◆ Testo selezionato
——
Ci voleva il fiuto da segugio di Gian Paolo Marchi, italianista emerito dell’università di Verona, per mettere i cacciatori sulla pista giusta. Il 13 novembre 2004, durante la seduta della locale Accademia di Agricoltura, Scienze e Lettere, Marchi dava lettura di un’importante comunicazione intitolata Dante e Petrarca nella Verona scaligera. Muovendo da pochi ma preziosi cenni della fluviale bibliografia dantesca, additava ai convenuti una lettera che nell’agosto del 1312 Cangrande della Scala aveva inviato al novello imperatore Enrico VII denunciando i gravi dissensi sorti in seno alla pars Imperii: Filippo d’Acaia, nipote dell’imperatore e vicario imperiale di Pavia, Vercelli e Novara, e Werner von Homberg, capitano generale della Lombardia, erano venuti alle mani durante la dieta ghibellina di Vercelli del giugno 1312 e solo il tempestivo intervento dei presenti aveva evitato un tragico epilogo. Cangrande manifestava all’Imperatore tutta la propria preoccupazione, invitandolo a riportare la pace e la concordia prima che altre membra del corpo imperiale si sollevassero le une contro le altre armate.
——
(Record da un insieme di etichettatura a punti)

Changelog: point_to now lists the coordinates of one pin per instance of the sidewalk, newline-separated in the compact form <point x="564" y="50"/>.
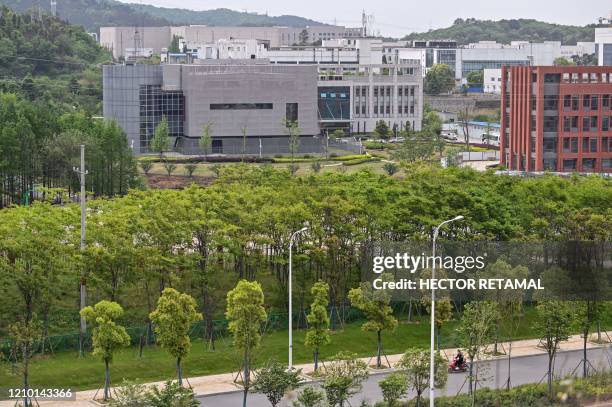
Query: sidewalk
<point x="223" y="383"/>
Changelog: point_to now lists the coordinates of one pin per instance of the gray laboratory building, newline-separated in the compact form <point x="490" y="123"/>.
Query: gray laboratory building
<point x="238" y="99"/>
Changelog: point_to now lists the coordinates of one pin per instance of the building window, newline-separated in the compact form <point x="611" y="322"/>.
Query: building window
<point x="588" y="164"/>
<point x="241" y="106"/>
<point x="291" y="113"/>
<point x="569" y="165"/>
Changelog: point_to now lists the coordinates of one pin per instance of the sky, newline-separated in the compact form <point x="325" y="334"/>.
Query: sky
<point x="400" y="17"/>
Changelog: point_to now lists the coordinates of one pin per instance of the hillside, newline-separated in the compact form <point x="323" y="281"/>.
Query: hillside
<point x="222" y="17"/>
<point x="504" y="31"/>
<point x="93" y="14"/>
<point x="49" y="59"/>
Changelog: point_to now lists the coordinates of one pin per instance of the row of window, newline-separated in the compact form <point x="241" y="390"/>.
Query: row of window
<point x="573" y="123"/>
<point x="589" y="145"/>
<point x="589" y="102"/>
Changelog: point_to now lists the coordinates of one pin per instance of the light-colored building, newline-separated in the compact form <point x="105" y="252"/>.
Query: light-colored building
<point x="603" y="45"/>
<point x="492" y="81"/>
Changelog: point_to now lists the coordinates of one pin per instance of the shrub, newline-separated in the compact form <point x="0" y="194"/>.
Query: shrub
<point x="393" y="387"/>
<point x="146" y="166"/>
<point x="190" y="169"/>
<point x="169" y="167"/>
<point x="316" y="166"/>
<point x="310" y="397"/>
<point x="172" y="395"/>
<point x="129" y="394"/>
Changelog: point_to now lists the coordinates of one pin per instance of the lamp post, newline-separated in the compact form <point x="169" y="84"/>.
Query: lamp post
<point x="290" y="316"/>
<point x="433" y="304"/>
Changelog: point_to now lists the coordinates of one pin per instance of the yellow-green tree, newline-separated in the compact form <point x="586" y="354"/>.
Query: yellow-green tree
<point x="245" y="313"/>
<point x="173" y="317"/>
<point x="318" y="320"/>
<point x="108" y="336"/>
<point x="375" y="305"/>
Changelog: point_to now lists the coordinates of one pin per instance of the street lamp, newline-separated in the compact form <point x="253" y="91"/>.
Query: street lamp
<point x="290" y="302"/>
<point x="433" y="303"/>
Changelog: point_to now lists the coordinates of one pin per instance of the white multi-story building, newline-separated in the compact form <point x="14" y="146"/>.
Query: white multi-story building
<point x="492" y="81"/>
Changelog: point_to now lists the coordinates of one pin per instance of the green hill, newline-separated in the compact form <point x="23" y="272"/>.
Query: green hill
<point x="504" y="31"/>
<point x="93" y="14"/>
<point x="222" y="17"/>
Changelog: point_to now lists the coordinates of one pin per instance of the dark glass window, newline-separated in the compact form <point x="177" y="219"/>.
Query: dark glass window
<point x="241" y="106"/>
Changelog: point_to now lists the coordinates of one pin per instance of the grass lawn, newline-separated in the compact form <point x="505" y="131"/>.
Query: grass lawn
<point x="65" y="369"/>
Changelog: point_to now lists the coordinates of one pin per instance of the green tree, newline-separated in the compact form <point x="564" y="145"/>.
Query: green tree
<point x="382" y="130"/>
<point x="108" y="336"/>
<point x="476" y="330"/>
<point x="391" y="168"/>
<point x="554" y="321"/>
<point x="245" y="313"/>
<point x="393" y="387"/>
<point x="318" y="320"/>
<point x="161" y="138"/>
<point x="146" y="166"/>
<point x="375" y="305"/>
<point x="415" y="364"/>
<point x="344" y="376"/>
<point x="173" y="318"/>
<point x="205" y="142"/>
<point x="439" y="79"/>
<point x="274" y="381"/>
<point x="475" y="79"/>
<point x="310" y="397"/>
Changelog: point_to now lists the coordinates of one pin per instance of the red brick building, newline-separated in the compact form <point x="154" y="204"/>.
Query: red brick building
<point x="556" y="118"/>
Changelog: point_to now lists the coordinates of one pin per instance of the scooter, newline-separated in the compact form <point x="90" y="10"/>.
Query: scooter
<point x="454" y="367"/>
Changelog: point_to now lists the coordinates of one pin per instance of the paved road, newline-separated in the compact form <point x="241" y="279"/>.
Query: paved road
<point x="526" y="369"/>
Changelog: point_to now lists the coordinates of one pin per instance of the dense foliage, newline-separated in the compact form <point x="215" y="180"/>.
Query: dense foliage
<point x="469" y="30"/>
<point x="45" y="59"/>
<point x="39" y="146"/>
<point x="202" y="240"/>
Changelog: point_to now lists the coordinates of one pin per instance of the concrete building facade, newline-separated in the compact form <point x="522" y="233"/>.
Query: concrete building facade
<point x="556" y="118"/>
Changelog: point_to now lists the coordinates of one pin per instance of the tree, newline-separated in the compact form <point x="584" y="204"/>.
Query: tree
<point x="393" y="387"/>
<point x="375" y="305"/>
<point x="554" y="321"/>
<point x="415" y="364"/>
<point x="562" y="61"/>
<point x="245" y="313"/>
<point x="108" y="336"/>
<point x="293" y="131"/>
<point x="173" y="318"/>
<point x="274" y="380"/>
<point x="475" y="332"/>
<point x="303" y="37"/>
<point x="475" y="79"/>
<point x="174" y="44"/>
<point x="190" y="169"/>
<point x="343" y="378"/>
<point x="205" y="142"/>
<point x="382" y="129"/>
<point x="391" y="168"/>
<point x="310" y="397"/>
<point x="439" y="79"/>
<point x="161" y="138"/>
<point x="318" y="320"/>
<point x="146" y="166"/>
<point x="169" y="167"/>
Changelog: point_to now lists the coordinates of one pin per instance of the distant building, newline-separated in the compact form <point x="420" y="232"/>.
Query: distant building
<point x="603" y="44"/>
<point x="492" y="81"/>
<point x="556" y="118"/>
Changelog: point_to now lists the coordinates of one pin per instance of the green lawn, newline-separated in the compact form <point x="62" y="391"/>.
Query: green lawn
<point x="65" y="369"/>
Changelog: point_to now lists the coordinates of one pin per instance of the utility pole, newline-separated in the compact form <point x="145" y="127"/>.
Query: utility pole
<point x="83" y="288"/>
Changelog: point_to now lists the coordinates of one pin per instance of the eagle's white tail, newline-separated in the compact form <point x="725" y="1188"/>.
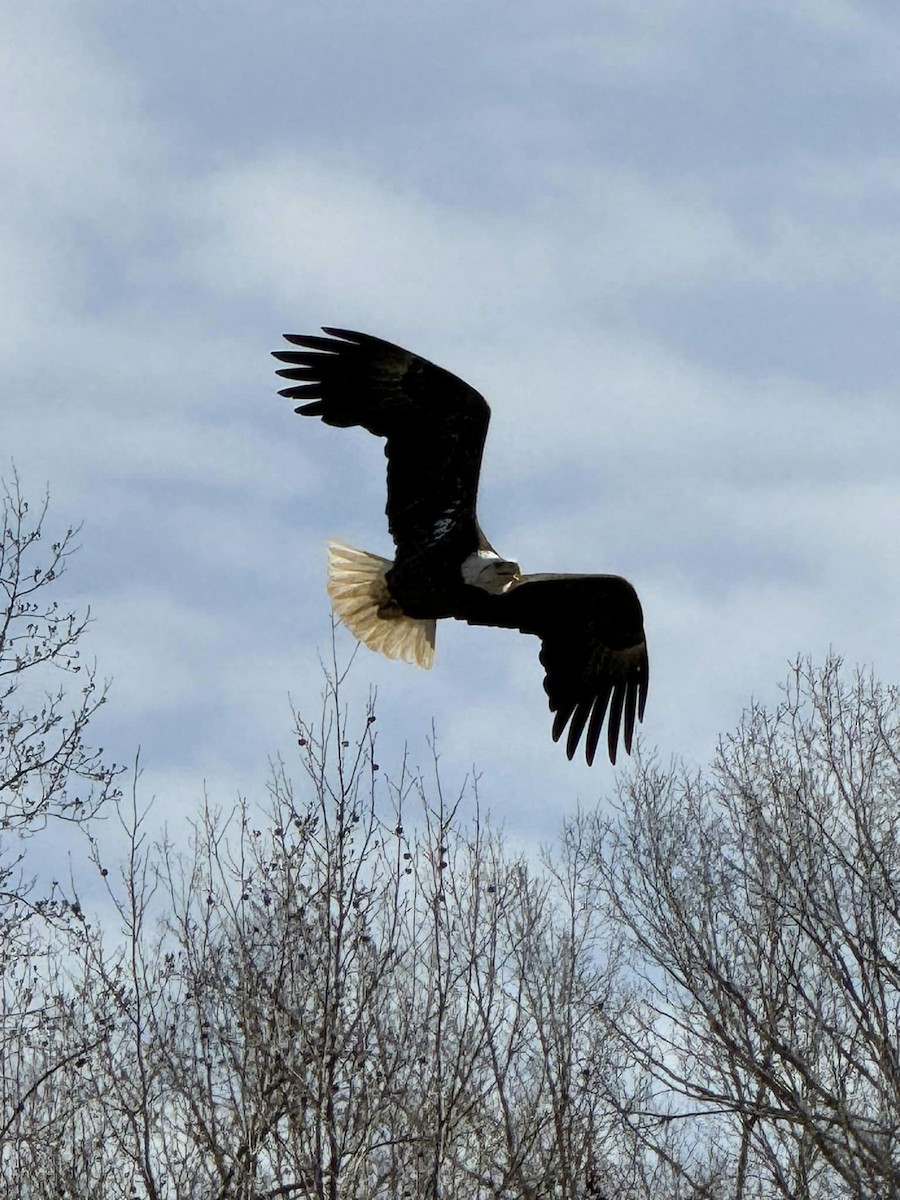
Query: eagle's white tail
<point x="360" y="598"/>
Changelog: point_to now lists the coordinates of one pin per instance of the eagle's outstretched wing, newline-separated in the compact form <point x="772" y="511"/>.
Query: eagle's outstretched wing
<point x="593" y="649"/>
<point x="435" y="425"/>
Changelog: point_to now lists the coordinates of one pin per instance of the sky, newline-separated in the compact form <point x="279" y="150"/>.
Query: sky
<point x="661" y="239"/>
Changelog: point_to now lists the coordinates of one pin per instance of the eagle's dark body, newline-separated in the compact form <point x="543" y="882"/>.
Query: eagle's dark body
<point x="591" y="625"/>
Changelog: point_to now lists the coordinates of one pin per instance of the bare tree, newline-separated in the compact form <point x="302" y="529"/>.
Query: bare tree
<point x="761" y="903"/>
<point x="47" y="772"/>
<point x="47" y="695"/>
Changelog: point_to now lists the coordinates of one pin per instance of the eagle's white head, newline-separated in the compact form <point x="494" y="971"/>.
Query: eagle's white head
<point x="485" y="569"/>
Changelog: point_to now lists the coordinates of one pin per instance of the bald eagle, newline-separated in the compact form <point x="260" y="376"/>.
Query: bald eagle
<point x="593" y="647"/>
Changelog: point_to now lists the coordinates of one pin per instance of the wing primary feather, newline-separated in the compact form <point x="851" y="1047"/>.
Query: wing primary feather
<point x="597" y="723"/>
<point x="563" y="713"/>
<point x="306" y="373"/>
<point x="299" y="357"/>
<point x="612" y="729"/>
<point x="630" y="705"/>
<point x="301" y="391"/>
<point x="352" y="335"/>
<point x="312" y="342"/>
<point x="575" y="730"/>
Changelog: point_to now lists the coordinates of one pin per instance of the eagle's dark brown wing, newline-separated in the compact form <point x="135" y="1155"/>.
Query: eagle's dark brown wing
<point x="593" y="649"/>
<point x="435" y="425"/>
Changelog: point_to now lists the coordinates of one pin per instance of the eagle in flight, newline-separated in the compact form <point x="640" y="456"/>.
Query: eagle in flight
<point x="593" y="647"/>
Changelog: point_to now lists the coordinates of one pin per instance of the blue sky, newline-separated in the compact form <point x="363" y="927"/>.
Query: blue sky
<point x="663" y="239"/>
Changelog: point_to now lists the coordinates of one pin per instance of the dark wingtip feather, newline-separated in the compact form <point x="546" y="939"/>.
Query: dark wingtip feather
<point x="347" y="335"/>
<point x="612" y="729"/>
<point x="312" y="342"/>
<point x="575" y="730"/>
<point x="630" y="703"/>
<point x="563" y="713"/>
<point x="597" y="723"/>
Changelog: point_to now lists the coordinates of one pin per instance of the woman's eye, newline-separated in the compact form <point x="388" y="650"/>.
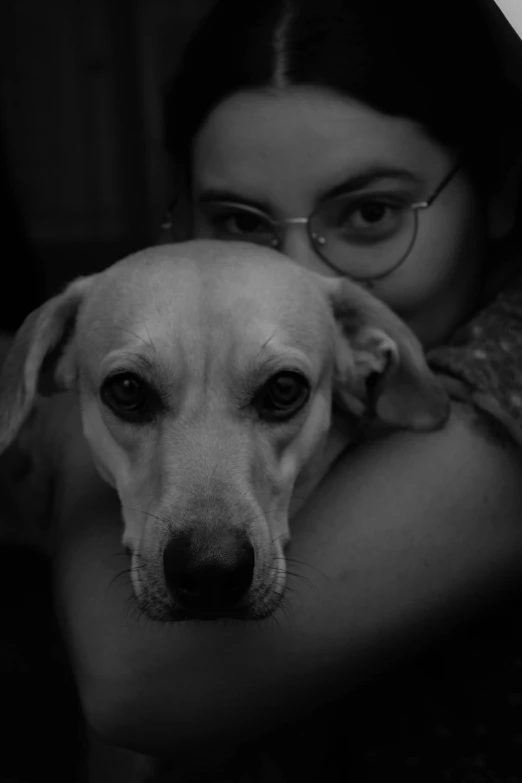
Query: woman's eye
<point x="129" y="397"/>
<point x="229" y="223"/>
<point x="283" y="395"/>
<point x="374" y="219"/>
<point x="243" y="224"/>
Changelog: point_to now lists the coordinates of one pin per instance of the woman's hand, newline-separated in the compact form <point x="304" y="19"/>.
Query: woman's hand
<point x="403" y="537"/>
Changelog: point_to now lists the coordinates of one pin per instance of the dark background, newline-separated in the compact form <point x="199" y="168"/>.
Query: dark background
<point x="83" y="175"/>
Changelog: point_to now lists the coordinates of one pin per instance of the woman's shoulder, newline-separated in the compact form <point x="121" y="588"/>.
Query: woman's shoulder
<point x="485" y="358"/>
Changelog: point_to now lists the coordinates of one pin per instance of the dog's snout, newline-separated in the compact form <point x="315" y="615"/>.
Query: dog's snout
<point x="209" y="578"/>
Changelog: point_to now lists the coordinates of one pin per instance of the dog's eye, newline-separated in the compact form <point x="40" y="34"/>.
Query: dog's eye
<point x="129" y="397"/>
<point x="283" y="395"/>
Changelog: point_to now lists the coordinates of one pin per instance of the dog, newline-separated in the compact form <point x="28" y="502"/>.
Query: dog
<point x="217" y="382"/>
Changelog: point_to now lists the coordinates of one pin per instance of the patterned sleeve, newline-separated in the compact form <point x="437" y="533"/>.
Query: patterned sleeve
<point x="485" y="358"/>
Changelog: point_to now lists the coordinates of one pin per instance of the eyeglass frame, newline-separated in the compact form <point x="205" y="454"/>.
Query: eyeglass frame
<point x="317" y="242"/>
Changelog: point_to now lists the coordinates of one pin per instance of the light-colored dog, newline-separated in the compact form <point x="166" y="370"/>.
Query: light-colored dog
<point x="207" y="374"/>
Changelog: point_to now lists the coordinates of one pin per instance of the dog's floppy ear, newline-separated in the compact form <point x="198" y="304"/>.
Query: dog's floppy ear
<point x="37" y="359"/>
<point x="381" y="364"/>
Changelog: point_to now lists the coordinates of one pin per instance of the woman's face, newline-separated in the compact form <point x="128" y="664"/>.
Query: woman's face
<point x="285" y="151"/>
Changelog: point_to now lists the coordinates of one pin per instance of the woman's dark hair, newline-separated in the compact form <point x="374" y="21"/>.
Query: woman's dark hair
<point x="434" y="63"/>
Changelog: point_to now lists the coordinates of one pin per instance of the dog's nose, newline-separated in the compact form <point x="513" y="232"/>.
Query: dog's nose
<point x="212" y="578"/>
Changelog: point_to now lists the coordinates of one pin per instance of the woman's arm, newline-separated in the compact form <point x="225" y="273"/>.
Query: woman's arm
<point x="404" y="536"/>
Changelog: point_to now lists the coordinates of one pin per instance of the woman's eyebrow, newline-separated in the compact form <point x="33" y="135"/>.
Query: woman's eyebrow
<point x="210" y="195"/>
<point x="370" y="177"/>
<point x="351" y="184"/>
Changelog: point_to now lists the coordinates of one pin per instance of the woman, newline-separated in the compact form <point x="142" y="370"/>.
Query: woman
<point x="363" y="116"/>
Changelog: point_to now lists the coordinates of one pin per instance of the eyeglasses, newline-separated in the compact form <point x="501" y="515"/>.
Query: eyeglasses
<point x="363" y="236"/>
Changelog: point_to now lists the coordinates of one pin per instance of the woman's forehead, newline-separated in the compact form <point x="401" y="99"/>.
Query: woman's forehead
<point x="305" y="138"/>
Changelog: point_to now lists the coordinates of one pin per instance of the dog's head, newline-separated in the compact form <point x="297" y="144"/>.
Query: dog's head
<point x="206" y="373"/>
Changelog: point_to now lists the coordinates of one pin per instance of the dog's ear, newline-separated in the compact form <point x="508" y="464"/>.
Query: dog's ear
<point x="39" y="359"/>
<point x="381" y="364"/>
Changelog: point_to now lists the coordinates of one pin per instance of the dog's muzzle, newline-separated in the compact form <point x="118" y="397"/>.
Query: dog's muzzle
<point x="209" y="576"/>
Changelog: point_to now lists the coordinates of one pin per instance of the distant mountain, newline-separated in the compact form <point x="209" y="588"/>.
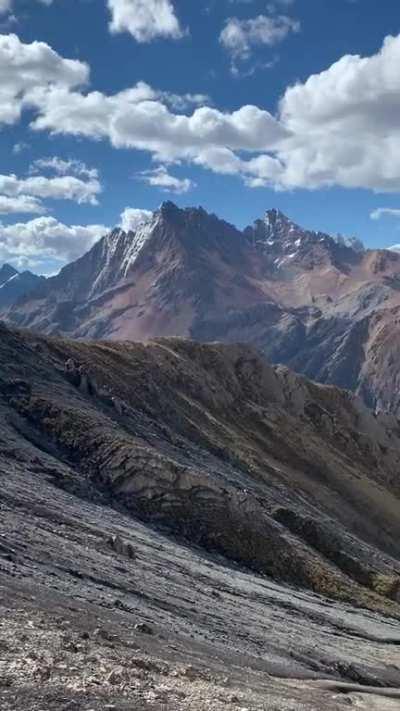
——
◆ Esercizi proposti
**A.** Secondo il testo selezionato, in quale data Gian Paolo Marchi diede lettura della comunicazione intitolata «Dante e Petrarca nella Verona scaligera»?
**B.** Indichi soltanto il numero di righe dei record che contengono la stringa "flight", distinguendo tra maiuscole e minuscole.

◆ Risultati per esercizio
**A.** Il 13 novembre 2004.

**B.** 2